- Input:
╔══

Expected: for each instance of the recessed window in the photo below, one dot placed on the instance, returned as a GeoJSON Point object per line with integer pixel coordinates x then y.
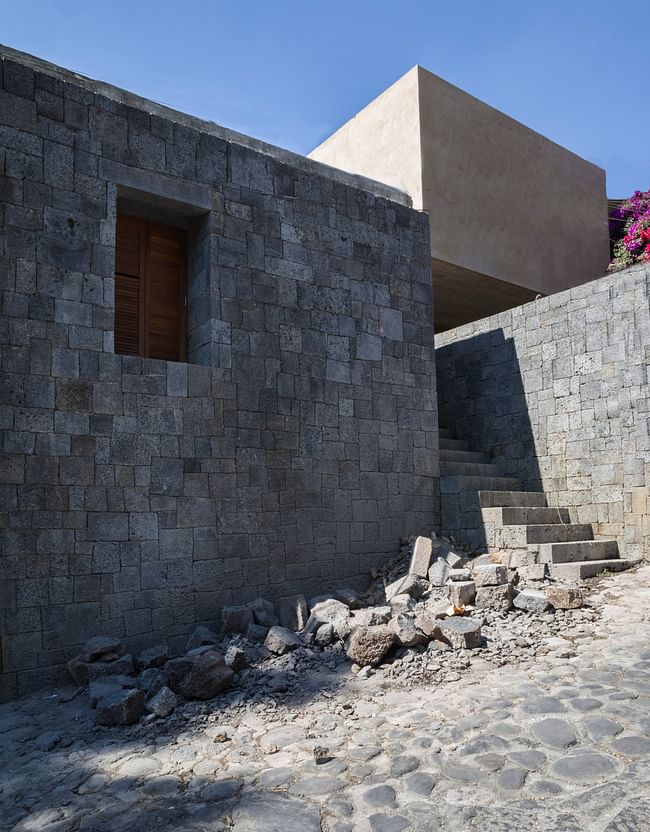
{"type": "Point", "coordinates": [150, 289]}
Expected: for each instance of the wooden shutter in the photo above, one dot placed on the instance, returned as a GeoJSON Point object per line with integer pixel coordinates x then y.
{"type": "Point", "coordinates": [165, 316]}
{"type": "Point", "coordinates": [150, 289]}
{"type": "Point", "coordinates": [129, 285]}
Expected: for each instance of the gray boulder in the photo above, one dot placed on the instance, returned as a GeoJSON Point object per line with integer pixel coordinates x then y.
{"type": "Point", "coordinates": [235, 657]}
{"type": "Point", "coordinates": [490, 574]}
{"type": "Point", "coordinates": [411, 585]}
{"type": "Point", "coordinates": [200, 676]}
{"type": "Point", "coordinates": [460, 632]}
{"type": "Point", "coordinates": [531, 600]}
{"type": "Point", "coordinates": [120, 707]}
{"type": "Point", "coordinates": [236, 619]}
{"type": "Point", "coordinates": [406, 631]}
{"type": "Point", "coordinates": [439, 572]}
{"type": "Point", "coordinates": [369, 645]}
{"type": "Point", "coordinates": [152, 657]}
{"type": "Point", "coordinates": [280, 640]}
{"type": "Point", "coordinates": [421, 557]}
{"type": "Point", "coordinates": [293, 612]}
{"type": "Point", "coordinates": [99, 646]}
{"type": "Point", "coordinates": [200, 637]}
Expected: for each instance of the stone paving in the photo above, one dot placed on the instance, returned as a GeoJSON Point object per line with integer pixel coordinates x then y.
{"type": "Point", "coordinates": [552, 745]}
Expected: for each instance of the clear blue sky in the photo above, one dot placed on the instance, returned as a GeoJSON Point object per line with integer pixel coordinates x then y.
{"type": "Point", "coordinates": [291, 72]}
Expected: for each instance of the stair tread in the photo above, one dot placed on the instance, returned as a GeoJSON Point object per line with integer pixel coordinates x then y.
{"type": "Point", "coordinates": [579, 551]}
{"type": "Point", "coordinates": [579, 570]}
{"type": "Point", "coordinates": [511, 498]}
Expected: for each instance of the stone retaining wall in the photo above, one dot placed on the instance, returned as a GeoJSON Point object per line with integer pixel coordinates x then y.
{"type": "Point", "coordinates": [293, 450]}
{"type": "Point", "coordinates": [557, 392]}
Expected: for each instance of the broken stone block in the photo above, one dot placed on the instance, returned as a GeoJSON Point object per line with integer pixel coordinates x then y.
{"type": "Point", "coordinates": [151, 681]}
{"type": "Point", "coordinates": [263, 612]}
{"type": "Point", "coordinates": [536, 572]}
{"type": "Point", "coordinates": [84, 672]}
{"type": "Point", "coordinates": [402, 603]}
{"type": "Point", "coordinates": [531, 600]}
{"type": "Point", "coordinates": [98, 646]}
{"type": "Point", "coordinates": [454, 560]}
{"type": "Point", "coordinates": [200, 636]}
{"type": "Point", "coordinates": [120, 707]}
{"type": "Point", "coordinates": [439, 572]}
{"type": "Point", "coordinates": [349, 597]}
{"type": "Point", "coordinates": [162, 704]}
{"type": "Point", "coordinates": [421, 557]}
{"type": "Point", "coordinates": [335, 613]}
{"type": "Point", "coordinates": [235, 657]}
{"type": "Point", "coordinates": [406, 631]}
{"type": "Point", "coordinates": [427, 622]}
{"type": "Point", "coordinates": [521, 558]}
{"type": "Point", "coordinates": [491, 574]}
{"type": "Point", "coordinates": [564, 597]}
{"type": "Point", "coordinates": [293, 612]}
{"type": "Point", "coordinates": [101, 688]}
{"type": "Point", "coordinates": [256, 633]}
{"type": "Point", "coordinates": [325, 635]}
{"type": "Point", "coordinates": [236, 619]}
{"type": "Point", "coordinates": [371, 616]}
{"type": "Point", "coordinates": [199, 677]}
{"type": "Point", "coordinates": [152, 657]}
{"type": "Point", "coordinates": [462, 593]}
{"type": "Point", "coordinates": [497, 597]}
{"type": "Point", "coordinates": [460, 632]}
{"type": "Point", "coordinates": [369, 645]}
{"type": "Point", "coordinates": [408, 585]}
{"type": "Point", "coordinates": [281, 640]}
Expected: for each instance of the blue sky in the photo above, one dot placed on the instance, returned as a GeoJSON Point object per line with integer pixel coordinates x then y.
{"type": "Point", "coordinates": [291, 72]}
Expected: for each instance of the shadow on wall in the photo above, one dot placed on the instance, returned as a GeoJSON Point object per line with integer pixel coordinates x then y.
{"type": "Point", "coordinates": [482, 400]}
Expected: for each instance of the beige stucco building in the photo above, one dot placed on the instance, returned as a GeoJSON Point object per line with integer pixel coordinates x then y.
{"type": "Point", "coordinates": [512, 214]}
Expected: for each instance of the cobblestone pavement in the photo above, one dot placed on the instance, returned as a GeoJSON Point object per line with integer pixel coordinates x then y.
{"type": "Point", "coordinates": [553, 744]}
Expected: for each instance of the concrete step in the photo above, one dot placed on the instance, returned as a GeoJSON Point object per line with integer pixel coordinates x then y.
{"type": "Point", "coordinates": [468, 469]}
{"type": "Point", "coordinates": [528, 515]}
{"type": "Point", "coordinates": [531, 534]}
{"type": "Point", "coordinates": [453, 444]}
{"type": "Point", "coordinates": [495, 498]}
{"type": "Point", "coordinates": [457, 483]}
{"type": "Point", "coordinates": [453, 456]}
{"type": "Point", "coordinates": [588, 568]}
{"type": "Point", "coordinates": [577, 551]}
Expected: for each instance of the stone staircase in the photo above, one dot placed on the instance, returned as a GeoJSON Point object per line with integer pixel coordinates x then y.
{"type": "Point", "coordinates": [491, 512]}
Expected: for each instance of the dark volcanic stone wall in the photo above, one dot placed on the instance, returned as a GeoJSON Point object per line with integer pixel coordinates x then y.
{"type": "Point", "coordinates": [289, 454]}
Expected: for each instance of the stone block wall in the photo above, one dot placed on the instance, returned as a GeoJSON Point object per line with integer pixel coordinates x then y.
{"type": "Point", "coordinates": [291, 452]}
{"type": "Point", "coordinates": [557, 391]}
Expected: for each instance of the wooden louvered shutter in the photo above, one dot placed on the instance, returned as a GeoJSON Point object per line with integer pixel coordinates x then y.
{"type": "Point", "coordinates": [165, 303]}
{"type": "Point", "coordinates": [129, 285]}
{"type": "Point", "coordinates": [150, 289]}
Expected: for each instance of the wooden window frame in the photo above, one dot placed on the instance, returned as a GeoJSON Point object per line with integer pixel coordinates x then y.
{"type": "Point", "coordinates": [147, 229]}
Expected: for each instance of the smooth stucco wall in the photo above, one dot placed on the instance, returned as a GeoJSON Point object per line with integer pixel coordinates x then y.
{"type": "Point", "coordinates": [503, 201]}
{"type": "Point", "coordinates": [382, 140]}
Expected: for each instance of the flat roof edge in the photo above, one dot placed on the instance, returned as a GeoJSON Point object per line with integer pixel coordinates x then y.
{"type": "Point", "coordinates": [131, 99]}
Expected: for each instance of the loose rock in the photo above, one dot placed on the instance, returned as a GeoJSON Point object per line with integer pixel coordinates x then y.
{"type": "Point", "coordinates": [280, 640]}
{"type": "Point", "coordinates": [369, 645]}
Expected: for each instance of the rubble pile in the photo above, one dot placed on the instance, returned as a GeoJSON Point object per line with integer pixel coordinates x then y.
{"type": "Point", "coordinates": [424, 617]}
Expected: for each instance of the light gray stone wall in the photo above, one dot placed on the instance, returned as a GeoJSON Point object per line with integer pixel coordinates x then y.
{"type": "Point", "coordinates": [293, 450]}
{"type": "Point", "coordinates": [557, 391]}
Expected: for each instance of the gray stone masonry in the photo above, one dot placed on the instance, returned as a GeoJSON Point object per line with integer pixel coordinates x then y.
{"type": "Point", "coordinates": [291, 452]}
{"type": "Point", "coordinates": [556, 393]}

╚══

- Brief: Copy out, word for word, everything from the line containing "Expected: for each instance of the light" down to the final line of the items above.

- Task output:
Expected: for each instance of the light gray stone wall in the photo above, one dot placed on the instance, returned as a GeoJSON Point object per line with integer pixel coordinates x then y.
{"type": "Point", "coordinates": [293, 450]}
{"type": "Point", "coordinates": [557, 391]}
Expected: for each instance of the gray stone masonry in the photo above, one dot placed on the instance, returned as a GeoJSON Point object per line with integer pixel coordinates x then y.
{"type": "Point", "coordinates": [291, 452]}
{"type": "Point", "coordinates": [556, 393]}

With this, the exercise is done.